§ REQUEST
Locate every line below that contains the string "facade" and copy each one in full. Letter case matters.

§ GIVEN RECORDS
+ + +

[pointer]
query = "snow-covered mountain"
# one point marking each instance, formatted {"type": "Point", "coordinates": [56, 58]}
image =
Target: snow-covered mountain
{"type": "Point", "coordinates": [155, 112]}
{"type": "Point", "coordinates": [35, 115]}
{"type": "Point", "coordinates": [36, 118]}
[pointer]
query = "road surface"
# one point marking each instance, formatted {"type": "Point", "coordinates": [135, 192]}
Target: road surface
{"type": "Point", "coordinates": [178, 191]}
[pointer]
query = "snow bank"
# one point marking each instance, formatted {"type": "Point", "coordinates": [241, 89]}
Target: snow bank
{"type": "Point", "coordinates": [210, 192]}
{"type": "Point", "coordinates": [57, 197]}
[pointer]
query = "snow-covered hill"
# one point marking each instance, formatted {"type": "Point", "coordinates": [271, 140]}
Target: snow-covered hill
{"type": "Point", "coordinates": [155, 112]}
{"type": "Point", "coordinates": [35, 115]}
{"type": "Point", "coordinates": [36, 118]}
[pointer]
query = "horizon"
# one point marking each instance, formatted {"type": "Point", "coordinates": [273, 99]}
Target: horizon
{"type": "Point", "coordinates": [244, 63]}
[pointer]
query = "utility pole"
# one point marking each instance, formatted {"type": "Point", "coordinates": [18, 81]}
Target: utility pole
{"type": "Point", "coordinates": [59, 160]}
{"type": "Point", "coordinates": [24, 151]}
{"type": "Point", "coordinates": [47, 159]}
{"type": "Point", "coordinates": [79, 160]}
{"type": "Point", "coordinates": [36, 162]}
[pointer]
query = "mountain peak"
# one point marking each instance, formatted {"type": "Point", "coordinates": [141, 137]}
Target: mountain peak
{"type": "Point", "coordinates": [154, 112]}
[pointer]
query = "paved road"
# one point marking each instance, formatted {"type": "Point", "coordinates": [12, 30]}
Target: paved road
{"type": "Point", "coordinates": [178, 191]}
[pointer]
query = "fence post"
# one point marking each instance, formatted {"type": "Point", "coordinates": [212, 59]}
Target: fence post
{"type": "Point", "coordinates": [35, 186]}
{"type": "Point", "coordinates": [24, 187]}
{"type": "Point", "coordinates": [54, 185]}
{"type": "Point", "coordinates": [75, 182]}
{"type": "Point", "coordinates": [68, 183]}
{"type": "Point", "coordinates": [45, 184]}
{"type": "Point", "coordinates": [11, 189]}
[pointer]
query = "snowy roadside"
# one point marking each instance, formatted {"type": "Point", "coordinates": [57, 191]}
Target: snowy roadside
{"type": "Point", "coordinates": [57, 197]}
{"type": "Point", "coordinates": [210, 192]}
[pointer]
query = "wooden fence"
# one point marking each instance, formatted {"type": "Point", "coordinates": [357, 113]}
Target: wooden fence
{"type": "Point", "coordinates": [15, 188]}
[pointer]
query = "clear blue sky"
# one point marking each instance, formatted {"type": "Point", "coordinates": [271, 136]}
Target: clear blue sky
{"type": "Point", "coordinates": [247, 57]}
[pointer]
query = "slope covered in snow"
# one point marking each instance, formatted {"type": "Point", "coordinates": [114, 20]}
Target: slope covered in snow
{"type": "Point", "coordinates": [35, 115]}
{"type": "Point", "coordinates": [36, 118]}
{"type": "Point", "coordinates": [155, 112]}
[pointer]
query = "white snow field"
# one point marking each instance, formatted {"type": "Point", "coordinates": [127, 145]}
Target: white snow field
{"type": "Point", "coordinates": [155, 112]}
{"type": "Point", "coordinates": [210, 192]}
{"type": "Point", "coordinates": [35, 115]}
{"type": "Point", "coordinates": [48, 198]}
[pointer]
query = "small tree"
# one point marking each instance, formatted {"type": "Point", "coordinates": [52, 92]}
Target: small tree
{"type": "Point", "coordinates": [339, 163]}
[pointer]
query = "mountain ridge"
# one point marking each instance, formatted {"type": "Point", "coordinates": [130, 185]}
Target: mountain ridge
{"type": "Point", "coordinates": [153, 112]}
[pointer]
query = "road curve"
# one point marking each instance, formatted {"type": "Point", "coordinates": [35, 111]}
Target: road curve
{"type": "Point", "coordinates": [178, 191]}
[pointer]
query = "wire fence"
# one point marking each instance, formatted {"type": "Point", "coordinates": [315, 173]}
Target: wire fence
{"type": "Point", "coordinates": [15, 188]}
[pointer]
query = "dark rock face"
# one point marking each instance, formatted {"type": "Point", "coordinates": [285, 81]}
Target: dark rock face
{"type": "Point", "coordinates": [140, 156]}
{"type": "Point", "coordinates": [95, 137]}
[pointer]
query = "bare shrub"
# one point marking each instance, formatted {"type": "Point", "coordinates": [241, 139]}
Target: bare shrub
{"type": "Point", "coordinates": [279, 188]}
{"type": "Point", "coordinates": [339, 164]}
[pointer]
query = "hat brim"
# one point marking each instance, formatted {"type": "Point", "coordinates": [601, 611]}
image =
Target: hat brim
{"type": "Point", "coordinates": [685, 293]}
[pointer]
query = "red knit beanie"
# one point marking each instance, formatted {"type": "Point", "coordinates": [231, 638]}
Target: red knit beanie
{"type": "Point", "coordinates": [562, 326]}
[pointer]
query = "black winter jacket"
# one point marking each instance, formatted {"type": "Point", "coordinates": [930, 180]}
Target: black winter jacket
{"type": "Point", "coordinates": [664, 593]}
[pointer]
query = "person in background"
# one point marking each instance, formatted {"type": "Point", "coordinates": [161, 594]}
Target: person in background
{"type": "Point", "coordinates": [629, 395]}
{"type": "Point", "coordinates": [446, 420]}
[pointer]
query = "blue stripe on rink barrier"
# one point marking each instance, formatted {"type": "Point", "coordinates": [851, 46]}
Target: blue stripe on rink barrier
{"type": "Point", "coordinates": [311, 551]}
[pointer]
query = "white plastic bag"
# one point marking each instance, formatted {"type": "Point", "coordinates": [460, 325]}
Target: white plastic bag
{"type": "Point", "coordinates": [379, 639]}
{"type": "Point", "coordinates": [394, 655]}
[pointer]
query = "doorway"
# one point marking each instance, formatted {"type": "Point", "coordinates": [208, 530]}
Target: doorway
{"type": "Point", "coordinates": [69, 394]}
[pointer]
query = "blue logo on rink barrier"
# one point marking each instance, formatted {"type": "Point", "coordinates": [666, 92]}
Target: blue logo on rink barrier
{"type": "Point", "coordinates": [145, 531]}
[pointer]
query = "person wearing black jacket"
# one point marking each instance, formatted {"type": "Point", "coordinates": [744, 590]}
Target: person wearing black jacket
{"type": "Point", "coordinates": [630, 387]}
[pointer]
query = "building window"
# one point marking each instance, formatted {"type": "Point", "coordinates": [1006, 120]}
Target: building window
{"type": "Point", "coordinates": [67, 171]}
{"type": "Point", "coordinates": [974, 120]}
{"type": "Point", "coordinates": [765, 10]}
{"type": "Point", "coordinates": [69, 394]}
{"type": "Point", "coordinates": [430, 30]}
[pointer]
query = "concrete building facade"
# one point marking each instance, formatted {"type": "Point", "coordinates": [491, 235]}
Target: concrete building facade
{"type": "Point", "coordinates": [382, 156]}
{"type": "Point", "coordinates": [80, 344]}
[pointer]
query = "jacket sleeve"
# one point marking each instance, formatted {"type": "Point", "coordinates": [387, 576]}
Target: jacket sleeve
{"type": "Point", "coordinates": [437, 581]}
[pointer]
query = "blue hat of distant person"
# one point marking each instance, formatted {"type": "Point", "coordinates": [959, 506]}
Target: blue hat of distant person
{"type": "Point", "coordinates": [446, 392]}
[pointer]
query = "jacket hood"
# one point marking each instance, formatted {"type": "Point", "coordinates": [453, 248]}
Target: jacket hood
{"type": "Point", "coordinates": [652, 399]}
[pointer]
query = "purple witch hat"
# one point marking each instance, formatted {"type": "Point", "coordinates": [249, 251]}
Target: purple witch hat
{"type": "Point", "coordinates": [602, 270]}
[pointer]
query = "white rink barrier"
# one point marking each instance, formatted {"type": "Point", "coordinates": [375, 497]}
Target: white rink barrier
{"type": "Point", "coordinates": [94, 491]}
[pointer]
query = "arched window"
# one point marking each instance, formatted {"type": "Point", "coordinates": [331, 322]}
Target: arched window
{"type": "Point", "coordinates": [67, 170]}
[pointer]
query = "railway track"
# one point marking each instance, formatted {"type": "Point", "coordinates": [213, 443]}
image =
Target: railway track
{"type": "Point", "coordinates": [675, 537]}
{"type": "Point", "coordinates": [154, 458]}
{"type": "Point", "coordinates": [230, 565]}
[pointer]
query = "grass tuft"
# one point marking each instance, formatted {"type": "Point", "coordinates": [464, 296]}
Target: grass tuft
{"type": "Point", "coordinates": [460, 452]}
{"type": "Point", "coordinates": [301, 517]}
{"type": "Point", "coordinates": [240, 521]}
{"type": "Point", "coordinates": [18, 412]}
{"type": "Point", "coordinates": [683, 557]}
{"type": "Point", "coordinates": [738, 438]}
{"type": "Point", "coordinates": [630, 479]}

+ + +

§ FINISHED EXERCISE
query = "concrete building facade"
Target: concrete building facade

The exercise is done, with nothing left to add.